== MATERIALS PROVIDED
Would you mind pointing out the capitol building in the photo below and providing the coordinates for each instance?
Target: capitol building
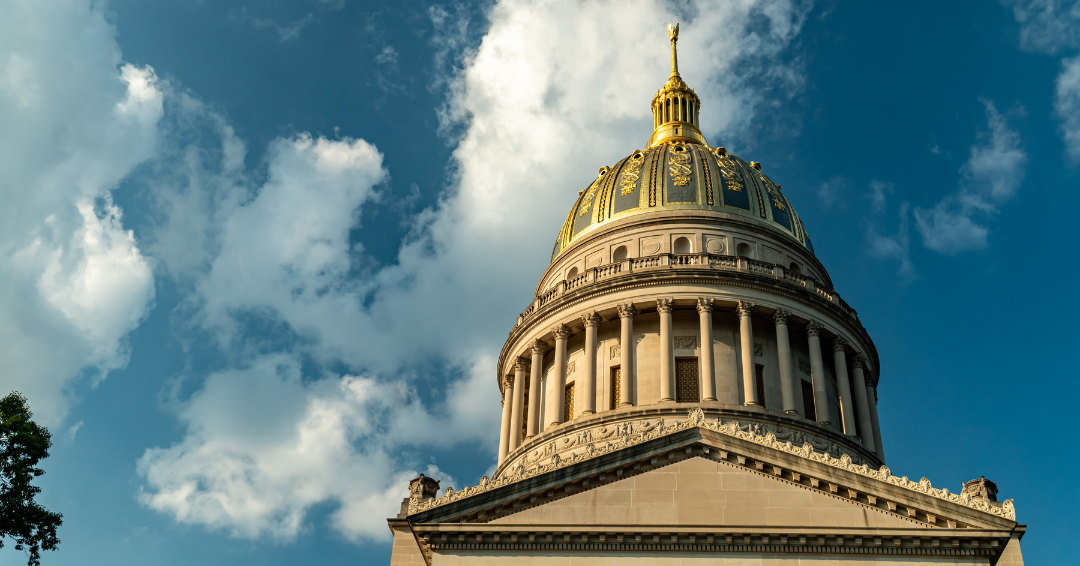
(687, 387)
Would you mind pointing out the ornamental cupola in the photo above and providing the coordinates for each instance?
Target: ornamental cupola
(675, 107)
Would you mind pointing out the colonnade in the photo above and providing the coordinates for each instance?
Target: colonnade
(858, 404)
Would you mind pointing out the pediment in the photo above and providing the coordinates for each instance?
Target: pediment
(704, 492)
(866, 497)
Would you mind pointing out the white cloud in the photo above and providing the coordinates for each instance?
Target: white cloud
(1067, 105)
(991, 175)
(76, 122)
(1048, 25)
(898, 245)
(552, 93)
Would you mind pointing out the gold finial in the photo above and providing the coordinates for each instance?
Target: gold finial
(673, 34)
(675, 106)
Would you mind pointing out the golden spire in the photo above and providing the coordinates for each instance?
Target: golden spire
(673, 34)
(675, 106)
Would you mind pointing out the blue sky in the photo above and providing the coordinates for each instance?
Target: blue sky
(260, 256)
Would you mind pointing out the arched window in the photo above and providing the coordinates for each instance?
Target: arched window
(744, 251)
(620, 254)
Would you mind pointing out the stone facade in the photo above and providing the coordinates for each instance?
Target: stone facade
(686, 387)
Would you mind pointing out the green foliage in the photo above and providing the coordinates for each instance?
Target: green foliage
(23, 444)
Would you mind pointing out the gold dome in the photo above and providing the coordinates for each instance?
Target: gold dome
(678, 171)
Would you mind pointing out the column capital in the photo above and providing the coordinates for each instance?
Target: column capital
(561, 332)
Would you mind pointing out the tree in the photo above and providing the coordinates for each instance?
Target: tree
(23, 444)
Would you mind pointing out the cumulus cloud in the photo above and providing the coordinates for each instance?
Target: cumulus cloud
(1067, 105)
(548, 96)
(264, 445)
(77, 121)
(991, 175)
(1053, 27)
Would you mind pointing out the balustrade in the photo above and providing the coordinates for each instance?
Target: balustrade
(678, 260)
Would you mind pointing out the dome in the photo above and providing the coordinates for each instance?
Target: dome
(678, 171)
(680, 175)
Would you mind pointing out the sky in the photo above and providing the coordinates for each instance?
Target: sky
(258, 258)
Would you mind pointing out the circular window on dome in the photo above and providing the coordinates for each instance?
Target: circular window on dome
(744, 250)
(620, 254)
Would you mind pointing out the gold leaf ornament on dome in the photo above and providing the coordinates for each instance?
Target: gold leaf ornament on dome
(728, 170)
(632, 172)
(678, 164)
(591, 193)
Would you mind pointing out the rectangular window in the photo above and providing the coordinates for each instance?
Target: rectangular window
(568, 403)
(525, 413)
(808, 407)
(616, 377)
(687, 389)
(759, 382)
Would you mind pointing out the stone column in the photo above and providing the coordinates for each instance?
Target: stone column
(664, 307)
(557, 386)
(707, 369)
(535, 379)
(515, 414)
(588, 389)
(818, 374)
(504, 431)
(784, 351)
(872, 398)
(862, 402)
(840, 363)
(626, 350)
(745, 308)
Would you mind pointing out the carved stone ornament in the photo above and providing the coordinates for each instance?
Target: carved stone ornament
(607, 439)
(422, 488)
(686, 342)
(561, 332)
(981, 488)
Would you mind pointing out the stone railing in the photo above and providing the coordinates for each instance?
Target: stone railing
(710, 261)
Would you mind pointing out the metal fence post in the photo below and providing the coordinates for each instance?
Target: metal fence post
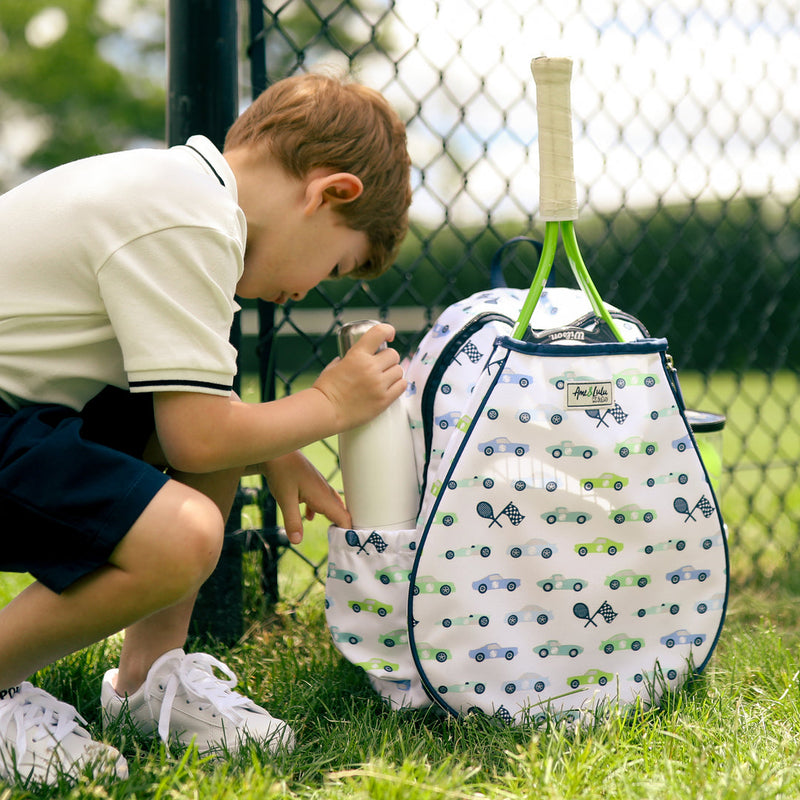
(203, 93)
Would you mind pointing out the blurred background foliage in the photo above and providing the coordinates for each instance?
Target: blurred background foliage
(77, 78)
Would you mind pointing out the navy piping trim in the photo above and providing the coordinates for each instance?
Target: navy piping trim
(600, 349)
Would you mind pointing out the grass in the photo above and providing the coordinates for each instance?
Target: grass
(732, 733)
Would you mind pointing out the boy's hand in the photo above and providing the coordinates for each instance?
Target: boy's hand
(366, 381)
(294, 480)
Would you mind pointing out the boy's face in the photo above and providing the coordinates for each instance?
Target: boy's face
(289, 262)
(296, 238)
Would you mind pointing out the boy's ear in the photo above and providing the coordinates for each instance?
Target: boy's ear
(341, 187)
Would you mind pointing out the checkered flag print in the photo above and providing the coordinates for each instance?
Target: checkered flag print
(513, 514)
(619, 415)
(471, 352)
(607, 612)
(376, 541)
(705, 506)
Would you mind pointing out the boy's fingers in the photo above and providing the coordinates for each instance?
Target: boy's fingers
(375, 337)
(293, 524)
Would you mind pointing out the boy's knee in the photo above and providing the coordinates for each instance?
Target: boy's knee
(175, 543)
(197, 539)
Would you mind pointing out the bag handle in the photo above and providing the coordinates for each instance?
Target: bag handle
(558, 204)
(496, 278)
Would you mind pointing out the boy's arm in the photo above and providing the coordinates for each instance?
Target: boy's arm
(205, 433)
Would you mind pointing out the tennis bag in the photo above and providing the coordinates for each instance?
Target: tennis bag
(569, 555)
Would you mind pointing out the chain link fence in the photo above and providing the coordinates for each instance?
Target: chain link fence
(686, 126)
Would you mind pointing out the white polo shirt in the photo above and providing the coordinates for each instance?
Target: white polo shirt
(120, 269)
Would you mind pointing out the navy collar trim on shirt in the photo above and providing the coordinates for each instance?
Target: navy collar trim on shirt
(210, 165)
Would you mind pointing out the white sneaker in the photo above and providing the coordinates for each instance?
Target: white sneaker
(41, 741)
(182, 698)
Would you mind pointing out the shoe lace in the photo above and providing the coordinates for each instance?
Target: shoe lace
(197, 677)
(34, 708)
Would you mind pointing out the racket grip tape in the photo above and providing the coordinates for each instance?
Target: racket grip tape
(558, 200)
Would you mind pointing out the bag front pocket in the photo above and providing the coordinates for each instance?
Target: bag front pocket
(366, 605)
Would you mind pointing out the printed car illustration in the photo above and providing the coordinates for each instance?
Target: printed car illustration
(683, 636)
(444, 421)
(493, 650)
(552, 647)
(341, 574)
(371, 605)
(529, 613)
(634, 377)
(621, 641)
(669, 544)
(464, 422)
(632, 513)
(714, 603)
(662, 608)
(543, 413)
(600, 545)
(530, 680)
(463, 552)
(568, 448)
(634, 445)
(398, 636)
(509, 376)
(378, 663)
(467, 686)
(549, 485)
(426, 652)
(476, 480)
(683, 444)
(344, 636)
(471, 619)
(670, 477)
(590, 677)
(561, 380)
(392, 574)
(427, 584)
(627, 577)
(495, 581)
(444, 518)
(655, 676)
(533, 547)
(608, 480)
(712, 541)
(502, 444)
(664, 412)
(561, 514)
(558, 581)
(687, 573)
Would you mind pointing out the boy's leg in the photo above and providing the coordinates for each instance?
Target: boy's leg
(160, 688)
(149, 638)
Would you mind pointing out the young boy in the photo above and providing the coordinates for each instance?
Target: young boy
(121, 442)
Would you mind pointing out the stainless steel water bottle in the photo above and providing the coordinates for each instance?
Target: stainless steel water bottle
(377, 460)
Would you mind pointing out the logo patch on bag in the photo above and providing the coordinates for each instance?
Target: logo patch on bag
(590, 394)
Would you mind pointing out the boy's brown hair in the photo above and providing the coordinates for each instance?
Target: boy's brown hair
====
Your answer must be one number: how many lines of the entries hold the string "below".

RESULT OF THE TASK ::
2